- Work to be completed:
Set down the line that contains "Drop a point on every instance of the sky" and every line after it to the end of the entries, exactly as they stand and nothing more.

════════

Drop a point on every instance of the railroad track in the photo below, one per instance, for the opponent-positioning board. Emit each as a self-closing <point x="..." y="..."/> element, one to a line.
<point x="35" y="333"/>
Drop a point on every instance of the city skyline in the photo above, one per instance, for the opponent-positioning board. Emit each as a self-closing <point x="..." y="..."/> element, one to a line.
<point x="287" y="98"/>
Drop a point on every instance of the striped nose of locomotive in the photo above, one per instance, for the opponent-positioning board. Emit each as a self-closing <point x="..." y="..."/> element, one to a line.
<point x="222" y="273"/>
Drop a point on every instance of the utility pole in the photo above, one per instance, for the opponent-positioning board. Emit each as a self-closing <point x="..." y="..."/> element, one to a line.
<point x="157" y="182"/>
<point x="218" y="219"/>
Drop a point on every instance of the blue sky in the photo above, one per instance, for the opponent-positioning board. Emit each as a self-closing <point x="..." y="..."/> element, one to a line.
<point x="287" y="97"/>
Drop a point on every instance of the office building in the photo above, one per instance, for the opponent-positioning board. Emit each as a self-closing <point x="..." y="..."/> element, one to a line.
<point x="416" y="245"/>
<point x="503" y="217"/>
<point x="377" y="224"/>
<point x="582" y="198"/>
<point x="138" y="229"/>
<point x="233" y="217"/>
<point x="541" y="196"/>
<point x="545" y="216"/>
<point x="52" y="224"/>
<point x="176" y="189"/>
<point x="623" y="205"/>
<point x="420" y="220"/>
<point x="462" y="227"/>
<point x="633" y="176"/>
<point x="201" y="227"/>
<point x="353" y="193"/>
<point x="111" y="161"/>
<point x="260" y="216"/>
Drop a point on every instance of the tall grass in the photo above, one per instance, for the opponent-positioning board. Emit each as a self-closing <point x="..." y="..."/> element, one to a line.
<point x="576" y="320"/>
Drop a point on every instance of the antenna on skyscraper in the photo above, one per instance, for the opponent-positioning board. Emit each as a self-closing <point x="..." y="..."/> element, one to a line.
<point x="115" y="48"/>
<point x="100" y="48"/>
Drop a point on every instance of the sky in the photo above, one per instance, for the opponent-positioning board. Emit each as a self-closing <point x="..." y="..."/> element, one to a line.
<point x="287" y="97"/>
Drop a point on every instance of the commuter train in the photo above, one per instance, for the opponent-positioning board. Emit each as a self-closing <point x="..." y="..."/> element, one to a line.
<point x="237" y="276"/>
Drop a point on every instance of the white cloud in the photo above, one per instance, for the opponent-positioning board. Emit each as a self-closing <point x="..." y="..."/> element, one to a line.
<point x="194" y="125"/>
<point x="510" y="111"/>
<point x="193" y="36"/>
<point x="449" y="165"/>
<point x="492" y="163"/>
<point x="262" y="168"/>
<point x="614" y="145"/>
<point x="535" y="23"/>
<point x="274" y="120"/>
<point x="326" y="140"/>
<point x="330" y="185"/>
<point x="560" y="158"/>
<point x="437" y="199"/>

════════

- Final result:
Drop a point on every instance of the sky in the photo above, one per instance, for the opponent-positioning board. Emit each as a self-closing <point x="..." y="..."/> element, one to a line.
<point x="287" y="97"/>
Drop a point on every instance of the commuter train in the photo above, one per instance, for the opponent-positioning board. Emit each as a self-closing <point x="..." y="..."/> element, one to a line.
<point x="237" y="276"/>
Drop a point on every instance of the white cloud in the photo above, one per instance, for the opponent-positioning board. Emit each as a self-closing <point x="..." y="..."/> element, one to a line.
<point x="194" y="125"/>
<point x="510" y="111"/>
<point x="193" y="36"/>
<point x="449" y="165"/>
<point x="492" y="163"/>
<point x="262" y="168"/>
<point x="614" y="145"/>
<point x="535" y="23"/>
<point x="274" y="120"/>
<point x="326" y="140"/>
<point x="330" y="185"/>
<point x="560" y="158"/>
<point x="437" y="199"/>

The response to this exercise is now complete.